If the former, shouldn't people be free to live as they wish, as long as they respect the right of others to do so?  If the latter, is there any point to anything people do at all, unless it is a constant battle of power between those pre-determined to succeed and those pre-determined to fail, until everyone is ironed flat so we are all pre-determined to be in the same way?

05 July 2012

Who will bail out Germany?


This is the question economist Detlev Schlichter has asked in today’s City AM.

Seems ridiculous right? After all, Germany is bailing out the rest of the Eurozone. Its economy is growing, its budget deficit is low. Greece is the basket case of the Eurozone, with Portugal, Italy, Spain, Cyprus and Ireland not far behind. If you were look at who would be next, both Belgium and France appear on the scene, because both have high public debt, budget deficits and are structurally sclerotic economies (imagine Belgium without the massive EU bureaucracy sucking in money from across Europe and consuming in Brussels).

Germany though? Well yes. It is, once again, wilful blindness to reality. Germany’s public debt is 81% of GDP, this having risen from 61% in 1999. That should indicate that there is a day of reckoning to come. Yes the budget deficit is low, but in an environment of steady growth, low unemployment and very low interest rates (meaning public debt can very cheaply be refinanced), Germany isn’t able to run a surplus. Remember how the Keynesians say that in good times you can run a surplus and pay down the debt you incur in the bad times. Well this is the good times for Germany, and it can’t run a surplus. Why?

Quite simply, the German state is lumbered with the same burgeoning welfare state and social policies that have already been bankrupting its southern neighbours. The difference is that the economic growth Germany is experiencing for now, and the low interest rates are slowing the inevitable slide towards that day of reckoning.

Schlichter points out that in the past four decades “Germany extended considerable, unfunded promises to the populace, mainly in the areas of public health insurance, state pensions and the public care insurance”. He blames this as an inheritance from the Helmut Kohl administration, an ostensibly “right wing pro-business” government. He says it implies effective government debt in excess of 200% of GDP. It is Germany’s ticking time bomb.

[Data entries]
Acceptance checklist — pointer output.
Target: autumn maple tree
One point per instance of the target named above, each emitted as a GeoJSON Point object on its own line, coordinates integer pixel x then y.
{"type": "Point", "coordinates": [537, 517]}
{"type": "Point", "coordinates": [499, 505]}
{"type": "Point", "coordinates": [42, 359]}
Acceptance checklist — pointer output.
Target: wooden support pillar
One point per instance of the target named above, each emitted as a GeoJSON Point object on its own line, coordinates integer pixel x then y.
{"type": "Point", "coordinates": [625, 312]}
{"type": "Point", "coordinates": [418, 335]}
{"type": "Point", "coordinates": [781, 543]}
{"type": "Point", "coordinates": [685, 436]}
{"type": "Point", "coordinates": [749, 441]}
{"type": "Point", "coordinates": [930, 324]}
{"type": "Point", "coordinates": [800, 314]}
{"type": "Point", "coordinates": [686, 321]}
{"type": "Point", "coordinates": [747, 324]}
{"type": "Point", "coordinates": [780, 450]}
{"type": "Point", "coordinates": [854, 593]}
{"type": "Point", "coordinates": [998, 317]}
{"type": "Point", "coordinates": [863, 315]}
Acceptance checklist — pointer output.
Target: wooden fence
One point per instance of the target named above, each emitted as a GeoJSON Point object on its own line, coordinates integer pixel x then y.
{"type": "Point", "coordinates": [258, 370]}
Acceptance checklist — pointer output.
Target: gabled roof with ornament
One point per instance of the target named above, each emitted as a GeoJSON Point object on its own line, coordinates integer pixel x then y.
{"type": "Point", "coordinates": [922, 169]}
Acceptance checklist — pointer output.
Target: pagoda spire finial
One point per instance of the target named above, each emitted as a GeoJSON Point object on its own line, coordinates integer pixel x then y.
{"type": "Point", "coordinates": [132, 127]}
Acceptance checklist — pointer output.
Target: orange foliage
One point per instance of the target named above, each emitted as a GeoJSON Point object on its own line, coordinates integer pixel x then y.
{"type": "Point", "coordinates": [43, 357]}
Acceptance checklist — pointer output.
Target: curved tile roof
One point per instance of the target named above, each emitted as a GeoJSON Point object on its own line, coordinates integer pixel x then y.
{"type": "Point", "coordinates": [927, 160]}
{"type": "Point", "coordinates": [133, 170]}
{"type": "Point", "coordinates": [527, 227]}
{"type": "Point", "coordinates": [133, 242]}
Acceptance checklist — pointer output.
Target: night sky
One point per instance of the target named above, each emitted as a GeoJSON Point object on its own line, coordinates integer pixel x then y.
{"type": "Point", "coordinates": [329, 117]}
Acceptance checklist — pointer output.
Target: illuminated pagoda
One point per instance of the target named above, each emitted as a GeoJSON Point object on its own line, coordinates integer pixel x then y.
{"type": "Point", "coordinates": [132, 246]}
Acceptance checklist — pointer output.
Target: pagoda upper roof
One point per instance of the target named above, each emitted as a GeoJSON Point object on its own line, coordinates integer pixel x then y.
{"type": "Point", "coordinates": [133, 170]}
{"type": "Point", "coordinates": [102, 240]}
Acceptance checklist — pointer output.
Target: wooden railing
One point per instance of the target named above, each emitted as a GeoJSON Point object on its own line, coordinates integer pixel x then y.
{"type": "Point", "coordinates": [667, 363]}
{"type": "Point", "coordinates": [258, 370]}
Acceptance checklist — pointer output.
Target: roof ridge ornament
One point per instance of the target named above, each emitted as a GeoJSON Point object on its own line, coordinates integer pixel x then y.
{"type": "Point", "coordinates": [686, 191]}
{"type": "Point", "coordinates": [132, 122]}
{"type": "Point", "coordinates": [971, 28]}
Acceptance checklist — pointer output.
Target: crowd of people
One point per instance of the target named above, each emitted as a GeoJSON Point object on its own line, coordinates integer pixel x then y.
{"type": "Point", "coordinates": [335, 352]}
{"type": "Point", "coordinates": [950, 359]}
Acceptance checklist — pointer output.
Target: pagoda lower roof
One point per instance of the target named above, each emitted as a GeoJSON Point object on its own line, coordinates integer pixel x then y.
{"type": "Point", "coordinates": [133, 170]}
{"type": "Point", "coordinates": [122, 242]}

**Problems to work on:**
1. For each statement about the post on Germany's public debt, answer yes or no according to whether it agrees with the post, and quote the deciding words. (a) Germany's public debt stood at 61% of GDP in 1999. (b) Germany is currently running a budget surplus. (c) Schlichter traces Germany's unfunded promises to the Helmut Kohl administration.
2. Pick up the post on Germany's public debt at its final sentence and carry it forward with a further paragraph.
None of this material is needed.

**Responses in order:**
1.
(a) Yes: "Germany’s public debt is 81% of GDP, this having risen from 61% in 1999."
(b) No: "Germany isn’t able to run a surplus."
(c) Yes: "He blames this as an inheritance from the Helmut Kohl administration"

2.
The difference with France and the south of Europe is that Germany has a more liberal labour market than all of them, but that isn’t hard. Germany’s state may be more efficient in tax collection and operation than the southern states, with much less corruption, but again that isn’t hard. It was the centre-left government of Gerhard Schroeder that implemented modest reforms (Agenda 2010). He liberalised labour laws, reduced the size of the welfare state and reduced regulation. Merkel has been unable to continue this further, even though she started her administration in a grand coalition with the leftwing SPD opposition, after he resigned as leader as his party had lost badly in the 2005 election. The message was clear. You don’t get re-elected in Germany after implementing radical reforms.

You can now see why Angela Merkel doesn’t want Germany to be the saviour of the rest of the Eurozone anymore – Germany cannot afford it. German voters are as attached to their big generous welfare state as other Europeans, but they have been immune to actually paying for the full costs. The legacy has been rising debt.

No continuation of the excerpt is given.